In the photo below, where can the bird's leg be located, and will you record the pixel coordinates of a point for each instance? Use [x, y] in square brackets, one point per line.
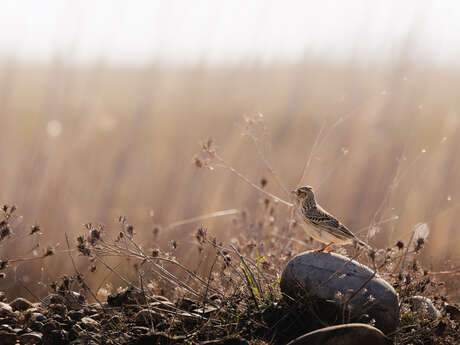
[323, 250]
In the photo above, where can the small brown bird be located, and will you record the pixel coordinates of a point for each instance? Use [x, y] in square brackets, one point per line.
[318, 223]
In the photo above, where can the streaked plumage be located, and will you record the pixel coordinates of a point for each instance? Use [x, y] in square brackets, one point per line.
[318, 223]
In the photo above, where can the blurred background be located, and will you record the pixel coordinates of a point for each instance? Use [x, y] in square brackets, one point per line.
[103, 105]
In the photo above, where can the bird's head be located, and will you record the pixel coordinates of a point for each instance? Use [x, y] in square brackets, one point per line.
[302, 193]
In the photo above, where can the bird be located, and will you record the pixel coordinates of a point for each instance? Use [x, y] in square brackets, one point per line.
[320, 224]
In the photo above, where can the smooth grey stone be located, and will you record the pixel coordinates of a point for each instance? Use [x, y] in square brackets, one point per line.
[348, 334]
[328, 280]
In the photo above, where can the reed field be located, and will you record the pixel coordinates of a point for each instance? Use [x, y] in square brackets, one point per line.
[380, 142]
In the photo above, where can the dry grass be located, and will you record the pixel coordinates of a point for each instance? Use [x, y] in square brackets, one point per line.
[380, 140]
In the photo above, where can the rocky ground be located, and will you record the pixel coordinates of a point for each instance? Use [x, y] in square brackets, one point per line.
[130, 317]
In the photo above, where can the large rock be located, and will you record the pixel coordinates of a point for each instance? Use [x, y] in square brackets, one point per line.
[349, 334]
[328, 283]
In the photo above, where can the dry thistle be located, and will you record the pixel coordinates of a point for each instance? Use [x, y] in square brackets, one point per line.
[35, 229]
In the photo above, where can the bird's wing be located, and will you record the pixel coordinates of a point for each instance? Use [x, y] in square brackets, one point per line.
[321, 217]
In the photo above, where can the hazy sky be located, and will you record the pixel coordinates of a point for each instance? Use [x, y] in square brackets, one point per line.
[180, 31]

* Exercise goal
Pictures aside, restate the entries word for word.

* Solution for this task
In the photo below, where can the bird's leg be located, and will you record the pixel coordinates of a point for each instance? Use [x, y] in square brackets, one point per line.
[323, 250]
In the photo above, where can the small brown bird be located, and will you record the pixel coordinates of a point for each instance? Use [x, y] in square brackets, one point per line.
[318, 223]
In the photo above, where can the streaked plumage be located, and will you record the pixel coordinates of a point for each instance? Use [x, y] in square brackets, one point per line.
[318, 223]
In the photo above, where can the blurred background be located, and will you record the pixel coordinates of a point for each instance? Use [x, y] in square brackets, one point per line.
[103, 105]
In the photo above, where can the bird's head be located, and will you record the pixel coordinates of a point for each instance? Use [x, y] in square brackets, one point per line.
[302, 193]
In the photo above, where can the bird be located, and will you record the pixel coordinates of a point for each instance? Use [x, y] in square brackets, one point per line.
[320, 224]
In the photo above, where can the smooth grey stone be located, and will you record the pixel coordinates of a point for each instance? Use [x, y] in square brackets, one point per line.
[348, 334]
[328, 280]
In the photo above, where can the reed field be located, and will you record the pixel coordinates of a point for each instance? Use [x, y] in square brackets, one point per line.
[380, 142]
In the photo above, where can the dry grass be located, and will you record the pixel coordinates of a point for each instance? Use [x, y] in square brackets, one point per line.
[380, 140]
In the photo above, where can the rocky ground be located, and will you record the pixel coordinates of a point for each instance? Use [x, y] in square brackets, one point per line.
[130, 317]
In the photo above, where can the large rock be located, and will you record the pixel coordinates of a point for each instance? Use [x, y] in square brackets, one point per line.
[349, 334]
[328, 283]
In the photo above, where can the dry thistle be located, and will you record the pixel coordinates of a point for each instance? Use [x, y] in square brackets, one point per line.
[35, 229]
In the photo above, where can the bird's wing be located, and will you record the pixel coordinates of a point for each instance? Use [x, y] in square brackets, one point per line.
[321, 217]
In the photo above, where can the hazy sky be located, and will you record the pixel coordinates of a point for each instance? Use [x, y] in square brackets, one point per line.
[180, 31]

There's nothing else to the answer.